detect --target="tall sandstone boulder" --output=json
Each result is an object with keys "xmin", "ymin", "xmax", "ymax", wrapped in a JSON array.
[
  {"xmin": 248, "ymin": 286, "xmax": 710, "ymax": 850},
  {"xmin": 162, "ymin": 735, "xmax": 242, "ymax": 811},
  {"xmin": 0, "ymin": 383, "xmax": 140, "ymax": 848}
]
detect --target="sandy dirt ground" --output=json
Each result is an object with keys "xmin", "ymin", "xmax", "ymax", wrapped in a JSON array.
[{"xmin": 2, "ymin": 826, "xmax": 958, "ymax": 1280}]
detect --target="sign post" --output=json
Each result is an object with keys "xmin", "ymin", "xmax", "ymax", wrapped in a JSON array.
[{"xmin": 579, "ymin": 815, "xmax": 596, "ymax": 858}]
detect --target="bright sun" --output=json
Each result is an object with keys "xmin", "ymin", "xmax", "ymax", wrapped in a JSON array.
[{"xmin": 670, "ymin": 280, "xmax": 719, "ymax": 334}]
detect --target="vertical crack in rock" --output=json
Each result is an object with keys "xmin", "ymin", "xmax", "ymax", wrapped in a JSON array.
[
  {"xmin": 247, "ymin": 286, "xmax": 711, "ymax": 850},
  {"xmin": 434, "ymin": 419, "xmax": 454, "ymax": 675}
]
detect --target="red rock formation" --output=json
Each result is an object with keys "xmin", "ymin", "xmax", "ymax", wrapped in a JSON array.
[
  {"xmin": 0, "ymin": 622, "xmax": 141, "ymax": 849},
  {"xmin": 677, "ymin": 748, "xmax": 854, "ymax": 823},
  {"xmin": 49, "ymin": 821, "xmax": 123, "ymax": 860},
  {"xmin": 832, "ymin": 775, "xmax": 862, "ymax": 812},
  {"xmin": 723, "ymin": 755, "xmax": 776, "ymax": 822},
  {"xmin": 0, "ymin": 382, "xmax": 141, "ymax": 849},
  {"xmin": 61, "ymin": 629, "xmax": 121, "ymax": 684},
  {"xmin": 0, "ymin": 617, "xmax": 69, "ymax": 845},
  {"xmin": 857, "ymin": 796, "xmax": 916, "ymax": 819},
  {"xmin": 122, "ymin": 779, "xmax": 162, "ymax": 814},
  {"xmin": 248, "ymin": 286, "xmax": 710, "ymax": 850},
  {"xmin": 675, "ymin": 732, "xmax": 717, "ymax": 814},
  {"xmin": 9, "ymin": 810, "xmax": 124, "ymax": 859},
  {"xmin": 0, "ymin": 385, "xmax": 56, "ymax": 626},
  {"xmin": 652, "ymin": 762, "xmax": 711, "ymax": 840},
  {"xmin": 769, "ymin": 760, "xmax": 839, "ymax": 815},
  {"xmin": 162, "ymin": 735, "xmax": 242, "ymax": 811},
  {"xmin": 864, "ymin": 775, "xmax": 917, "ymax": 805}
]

--------------------------------------------------

▶ _DESCRIPTION OF THE TASK_
Each line shown above needs to be transcribed exactly.

▶ _RESPONSE AREA_
detect --target="tall sandstone boulder" --output=json
Each result is an object with keys "xmin", "ymin", "xmax", "ymax", wrapped in a JSON array.
[
  {"xmin": 248, "ymin": 286, "xmax": 710, "ymax": 850},
  {"xmin": 162, "ymin": 735, "xmax": 242, "ymax": 811},
  {"xmin": 0, "ymin": 383, "xmax": 140, "ymax": 848}
]
detect --target="sandy dirt ground" --output=json
Each result is an object with keys "xmin", "ymin", "xmax", "ymax", wrapped in a JSON array.
[{"xmin": 2, "ymin": 826, "xmax": 958, "ymax": 1280}]
detect --target="sign post" --output=json
Each result is an object with keys "xmin", "ymin", "xmax", "ymax", wrapped in a JSON array.
[{"xmin": 579, "ymin": 815, "xmax": 596, "ymax": 858}]
detect --target="bright sun" --output=json
Each result is an object with keys "xmin", "ymin", "xmax", "ymax", wrapped in a JSON array.
[{"xmin": 670, "ymin": 280, "xmax": 719, "ymax": 334}]
detect --target="vertical crack in rock" --output=json
Each result is an object with keys "xmin", "ymin", "xmax", "ymax", wrapped in a JSON array.
[
  {"xmin": 247, "ymin": 286, "xmax": 711, "ymax": 850},
  {"xmin": 434, "ymin": 419, "xmax": 454, "ymax": 675}
]
detect --target="red rock formation" --output=json
Each result is an object with keys "xmin", "ymin", "xmax", "ymax", wrapped in a JSON array.
[
  {"xmin": 0, "ymin": 622, "xmax": 141, "ymax": 849},
  {"xmin": 677, "ymin": 748, "xmax": 854, "ymax": 823},
  {"xmin": 49, "ymin": 821, "xmax": 123, "ymax": 860},
  {"xmin": 832, "ymin": 775, "xmax": 862, "ymax": 812},
  {"xmin": 723, "ymin": 755, "xmax": 776, "ymax": 822},
  {"xmin": 0, "ymin": 382, "xmax": 141, "ymax": 849},
  {"xmin": 61, "ymin": 629, "xmax": 121, "ymax": 684},
  {"xmin": 0, "ymin": 617, "xmax": 69, "ymax": 845},
  {"xmin": 857, "ymin": 796, "xmax": 916, "ymax": 819},
  {"xmin": 122, "ymin": 779, "xmax": 162, "ymax": 814},
  {"xmin": 248, "ymin": 286, "xmax": 710, "ymax": 850},
  {"xmin": 675, "ymin": 732, "xmax": 717, "ymax": 814},
  {"xmin": 9, "ymin": 810, "xmax": 124, "ymax": 859},
  {"xmin": 0, "ymin": 385, "xmax": 56, "ymax": 626},
  {"xmin": 652, "ymin": 762, "xmax": 711, "ymax": 840},
  {"xmin": 769, "ymin": 760, "xmax": 839, "ymax": 815},
  {"xmin": 162, "ymin": 735, "xmax": 242, "ymax": 811},
  {"xmin": 864, "ymin": 775, "xmax": 917, "ymax": 805}
]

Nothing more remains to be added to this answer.